**Your objective**
Would you quote the material below from its first line through the line containing "TARGET = upper window opening", exactly and with both ends included?

---------------

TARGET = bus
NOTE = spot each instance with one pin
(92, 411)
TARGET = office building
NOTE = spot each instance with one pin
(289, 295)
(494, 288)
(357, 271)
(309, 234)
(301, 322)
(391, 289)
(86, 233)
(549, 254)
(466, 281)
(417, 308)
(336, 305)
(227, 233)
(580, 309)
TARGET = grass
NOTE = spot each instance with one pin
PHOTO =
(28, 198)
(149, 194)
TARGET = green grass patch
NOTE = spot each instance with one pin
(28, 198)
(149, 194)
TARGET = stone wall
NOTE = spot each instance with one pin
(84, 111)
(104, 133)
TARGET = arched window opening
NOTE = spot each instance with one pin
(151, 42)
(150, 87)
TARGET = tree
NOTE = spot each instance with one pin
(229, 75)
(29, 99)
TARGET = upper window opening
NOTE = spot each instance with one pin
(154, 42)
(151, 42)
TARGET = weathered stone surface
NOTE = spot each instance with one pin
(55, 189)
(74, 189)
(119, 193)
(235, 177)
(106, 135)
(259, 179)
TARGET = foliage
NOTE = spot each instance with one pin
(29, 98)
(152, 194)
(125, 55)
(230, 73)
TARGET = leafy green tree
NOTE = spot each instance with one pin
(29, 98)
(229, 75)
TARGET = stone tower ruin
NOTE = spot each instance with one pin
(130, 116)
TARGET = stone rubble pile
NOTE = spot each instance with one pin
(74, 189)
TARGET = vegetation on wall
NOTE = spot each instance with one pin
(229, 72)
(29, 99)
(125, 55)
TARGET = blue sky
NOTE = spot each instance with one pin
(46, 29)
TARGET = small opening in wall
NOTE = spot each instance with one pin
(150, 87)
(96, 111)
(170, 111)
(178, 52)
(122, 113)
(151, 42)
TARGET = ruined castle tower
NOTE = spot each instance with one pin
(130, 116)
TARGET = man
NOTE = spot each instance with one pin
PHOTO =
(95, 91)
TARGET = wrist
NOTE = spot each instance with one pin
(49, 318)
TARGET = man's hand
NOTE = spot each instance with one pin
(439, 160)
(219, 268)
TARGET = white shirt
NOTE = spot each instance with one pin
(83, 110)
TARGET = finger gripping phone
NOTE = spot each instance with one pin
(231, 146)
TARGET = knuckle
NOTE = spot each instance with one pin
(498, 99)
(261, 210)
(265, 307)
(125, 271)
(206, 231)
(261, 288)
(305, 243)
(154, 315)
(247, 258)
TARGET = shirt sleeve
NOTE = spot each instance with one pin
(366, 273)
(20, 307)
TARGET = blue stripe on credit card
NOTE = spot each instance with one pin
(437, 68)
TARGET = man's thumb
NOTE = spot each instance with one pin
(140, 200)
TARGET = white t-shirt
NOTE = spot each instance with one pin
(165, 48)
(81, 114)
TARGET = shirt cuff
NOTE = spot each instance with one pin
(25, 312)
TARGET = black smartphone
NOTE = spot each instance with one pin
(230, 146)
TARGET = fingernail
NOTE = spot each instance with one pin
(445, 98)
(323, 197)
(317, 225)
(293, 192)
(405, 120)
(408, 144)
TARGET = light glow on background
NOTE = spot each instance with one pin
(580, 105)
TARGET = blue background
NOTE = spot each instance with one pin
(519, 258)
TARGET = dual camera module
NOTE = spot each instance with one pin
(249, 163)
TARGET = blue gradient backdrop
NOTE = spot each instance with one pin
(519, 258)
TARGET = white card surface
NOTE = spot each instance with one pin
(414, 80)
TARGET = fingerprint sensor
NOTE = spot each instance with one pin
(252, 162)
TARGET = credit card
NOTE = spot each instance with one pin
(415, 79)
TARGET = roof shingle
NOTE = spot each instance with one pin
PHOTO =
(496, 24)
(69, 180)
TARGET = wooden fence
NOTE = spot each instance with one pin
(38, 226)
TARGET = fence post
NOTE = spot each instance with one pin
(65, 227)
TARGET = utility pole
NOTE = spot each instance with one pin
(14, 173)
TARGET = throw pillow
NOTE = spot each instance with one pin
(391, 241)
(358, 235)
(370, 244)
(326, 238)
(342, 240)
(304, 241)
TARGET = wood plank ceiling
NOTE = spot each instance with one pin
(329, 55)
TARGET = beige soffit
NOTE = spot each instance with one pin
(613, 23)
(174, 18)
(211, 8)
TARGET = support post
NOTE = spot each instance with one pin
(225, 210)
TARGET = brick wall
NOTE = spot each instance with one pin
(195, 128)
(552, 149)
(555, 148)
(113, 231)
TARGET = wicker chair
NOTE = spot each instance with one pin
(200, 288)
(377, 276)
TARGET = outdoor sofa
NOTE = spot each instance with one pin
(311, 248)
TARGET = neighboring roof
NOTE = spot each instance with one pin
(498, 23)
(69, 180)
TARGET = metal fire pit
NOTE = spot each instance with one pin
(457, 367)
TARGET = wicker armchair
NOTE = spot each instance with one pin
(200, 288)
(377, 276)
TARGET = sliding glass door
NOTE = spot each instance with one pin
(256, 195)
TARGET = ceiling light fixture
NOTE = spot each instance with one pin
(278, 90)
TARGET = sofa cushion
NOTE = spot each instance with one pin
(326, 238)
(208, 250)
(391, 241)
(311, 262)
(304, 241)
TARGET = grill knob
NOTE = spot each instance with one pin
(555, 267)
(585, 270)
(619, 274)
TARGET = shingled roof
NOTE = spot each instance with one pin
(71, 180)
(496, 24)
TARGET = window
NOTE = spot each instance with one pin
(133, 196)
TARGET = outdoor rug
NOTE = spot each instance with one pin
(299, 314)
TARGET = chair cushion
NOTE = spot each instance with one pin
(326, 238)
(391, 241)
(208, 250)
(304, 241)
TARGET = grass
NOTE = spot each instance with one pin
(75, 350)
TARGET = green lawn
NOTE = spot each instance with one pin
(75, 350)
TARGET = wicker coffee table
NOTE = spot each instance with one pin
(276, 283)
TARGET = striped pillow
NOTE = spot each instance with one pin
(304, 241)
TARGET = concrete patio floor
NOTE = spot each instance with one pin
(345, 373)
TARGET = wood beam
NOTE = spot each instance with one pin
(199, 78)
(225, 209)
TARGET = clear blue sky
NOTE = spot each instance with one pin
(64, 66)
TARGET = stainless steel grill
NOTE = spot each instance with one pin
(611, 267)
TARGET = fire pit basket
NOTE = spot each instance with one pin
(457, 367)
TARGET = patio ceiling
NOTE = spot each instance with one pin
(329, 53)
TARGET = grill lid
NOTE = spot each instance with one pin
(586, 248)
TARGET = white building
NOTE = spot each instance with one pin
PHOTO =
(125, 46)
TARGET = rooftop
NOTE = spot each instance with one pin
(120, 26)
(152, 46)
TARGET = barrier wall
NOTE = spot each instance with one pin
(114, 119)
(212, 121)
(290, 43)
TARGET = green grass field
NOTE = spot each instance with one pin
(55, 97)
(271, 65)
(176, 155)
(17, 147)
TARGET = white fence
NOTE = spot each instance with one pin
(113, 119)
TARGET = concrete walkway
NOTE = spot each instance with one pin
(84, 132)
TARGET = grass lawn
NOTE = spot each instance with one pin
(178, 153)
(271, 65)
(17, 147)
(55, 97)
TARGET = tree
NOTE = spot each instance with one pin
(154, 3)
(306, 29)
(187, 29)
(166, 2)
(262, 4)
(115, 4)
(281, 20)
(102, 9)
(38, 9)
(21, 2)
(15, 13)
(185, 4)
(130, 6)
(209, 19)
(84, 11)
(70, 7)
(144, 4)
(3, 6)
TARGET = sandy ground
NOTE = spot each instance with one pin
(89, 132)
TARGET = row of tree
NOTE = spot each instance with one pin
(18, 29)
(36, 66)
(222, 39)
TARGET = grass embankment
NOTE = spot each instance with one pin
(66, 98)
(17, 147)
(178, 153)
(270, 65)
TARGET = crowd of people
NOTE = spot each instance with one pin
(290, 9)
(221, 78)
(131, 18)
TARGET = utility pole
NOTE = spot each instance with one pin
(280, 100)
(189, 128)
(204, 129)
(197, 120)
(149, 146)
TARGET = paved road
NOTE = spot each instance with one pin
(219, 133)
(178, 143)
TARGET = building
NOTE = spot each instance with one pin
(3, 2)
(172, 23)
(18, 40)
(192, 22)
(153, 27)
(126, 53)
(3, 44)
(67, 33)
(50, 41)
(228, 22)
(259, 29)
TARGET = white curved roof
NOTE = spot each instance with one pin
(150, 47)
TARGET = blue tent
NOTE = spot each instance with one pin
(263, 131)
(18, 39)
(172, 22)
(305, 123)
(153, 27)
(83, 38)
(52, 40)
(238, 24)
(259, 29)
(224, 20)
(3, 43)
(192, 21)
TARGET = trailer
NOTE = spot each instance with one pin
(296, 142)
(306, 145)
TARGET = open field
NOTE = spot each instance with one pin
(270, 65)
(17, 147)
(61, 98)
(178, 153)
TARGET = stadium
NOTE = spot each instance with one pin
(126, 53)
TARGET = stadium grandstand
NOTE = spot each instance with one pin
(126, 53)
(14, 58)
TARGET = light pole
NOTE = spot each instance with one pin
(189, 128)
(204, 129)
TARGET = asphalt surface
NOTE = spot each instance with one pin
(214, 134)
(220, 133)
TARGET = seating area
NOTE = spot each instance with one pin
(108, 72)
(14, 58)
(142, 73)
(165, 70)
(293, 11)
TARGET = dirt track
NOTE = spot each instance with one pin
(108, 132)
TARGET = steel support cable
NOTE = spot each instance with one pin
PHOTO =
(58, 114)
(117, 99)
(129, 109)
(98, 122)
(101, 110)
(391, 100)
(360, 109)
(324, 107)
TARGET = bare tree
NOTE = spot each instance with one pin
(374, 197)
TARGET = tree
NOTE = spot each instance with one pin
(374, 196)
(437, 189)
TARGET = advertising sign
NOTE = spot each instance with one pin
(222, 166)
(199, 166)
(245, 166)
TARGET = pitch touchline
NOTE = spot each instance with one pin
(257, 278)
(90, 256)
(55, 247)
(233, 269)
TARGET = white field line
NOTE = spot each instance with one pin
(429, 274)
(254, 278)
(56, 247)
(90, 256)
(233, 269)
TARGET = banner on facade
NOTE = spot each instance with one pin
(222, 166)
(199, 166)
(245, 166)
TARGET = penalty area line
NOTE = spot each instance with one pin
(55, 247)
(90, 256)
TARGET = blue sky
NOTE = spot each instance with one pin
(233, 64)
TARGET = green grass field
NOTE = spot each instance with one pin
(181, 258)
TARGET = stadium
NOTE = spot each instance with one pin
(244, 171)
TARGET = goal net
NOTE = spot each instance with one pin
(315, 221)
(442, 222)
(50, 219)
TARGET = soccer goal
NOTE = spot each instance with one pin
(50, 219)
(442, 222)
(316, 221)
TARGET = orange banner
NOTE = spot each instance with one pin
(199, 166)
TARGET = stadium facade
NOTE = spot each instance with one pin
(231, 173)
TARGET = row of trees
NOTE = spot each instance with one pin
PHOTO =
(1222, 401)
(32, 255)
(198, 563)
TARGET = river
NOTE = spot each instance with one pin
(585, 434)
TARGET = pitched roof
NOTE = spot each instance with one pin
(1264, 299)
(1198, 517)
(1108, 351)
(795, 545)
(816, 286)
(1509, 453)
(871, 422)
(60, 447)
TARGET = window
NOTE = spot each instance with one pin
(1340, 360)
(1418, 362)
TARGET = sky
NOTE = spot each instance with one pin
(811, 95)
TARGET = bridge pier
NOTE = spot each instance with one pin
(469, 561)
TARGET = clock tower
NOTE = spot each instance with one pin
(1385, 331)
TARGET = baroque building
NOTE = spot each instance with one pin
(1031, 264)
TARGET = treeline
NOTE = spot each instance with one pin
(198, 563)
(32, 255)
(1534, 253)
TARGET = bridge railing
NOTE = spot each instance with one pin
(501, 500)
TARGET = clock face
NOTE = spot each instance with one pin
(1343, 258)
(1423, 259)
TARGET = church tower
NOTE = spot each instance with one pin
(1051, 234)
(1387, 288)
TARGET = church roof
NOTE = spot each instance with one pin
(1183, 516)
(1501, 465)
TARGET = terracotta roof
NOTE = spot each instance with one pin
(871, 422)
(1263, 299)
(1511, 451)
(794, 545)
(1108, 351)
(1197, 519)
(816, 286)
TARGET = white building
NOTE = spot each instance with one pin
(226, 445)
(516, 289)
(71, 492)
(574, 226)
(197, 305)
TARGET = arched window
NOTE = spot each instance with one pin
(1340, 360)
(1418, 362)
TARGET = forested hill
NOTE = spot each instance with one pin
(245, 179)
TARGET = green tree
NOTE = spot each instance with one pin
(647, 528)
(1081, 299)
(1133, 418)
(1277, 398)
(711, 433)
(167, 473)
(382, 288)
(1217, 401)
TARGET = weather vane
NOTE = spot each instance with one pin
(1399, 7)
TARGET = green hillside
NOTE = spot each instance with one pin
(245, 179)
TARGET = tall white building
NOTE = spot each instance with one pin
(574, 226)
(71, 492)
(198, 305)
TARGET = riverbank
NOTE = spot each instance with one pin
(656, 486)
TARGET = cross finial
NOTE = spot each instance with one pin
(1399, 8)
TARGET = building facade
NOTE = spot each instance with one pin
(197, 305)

---------------

**Written solution**
TARGET = bus
NOTE = spot each instance with one pin
(92, 411)
TARGET = office building
NOTE = spot each instance with one pin
(289, 295)
(494, 288)
(357, 271)
(309, 234)
(301, 322)
(391, 289)
(86, 233)
(549, 254)
(466, 281)
(417, 308)
(336, 305)
(227, 233)
(580, 309)
TARGET = grass
NOTE = spot each instance with one pin
PHOTO =
(28, 198)
(149, 194)
TARGET = green grass patch
NOTE = spot each instance with one pin
(28, 198)
(149, 194)
TARGET = stone wall
NOTE = spot each instance with one pin
(84, 111)
(104, 133)
TARGET = arched window opening
NOTE = spot each instance with one pin
(151, 42)
(150, 87)
TARGET = tree
NOTE = spot each instance with one pin
(229, 75)
(29, 99)
TARGET = upper window opening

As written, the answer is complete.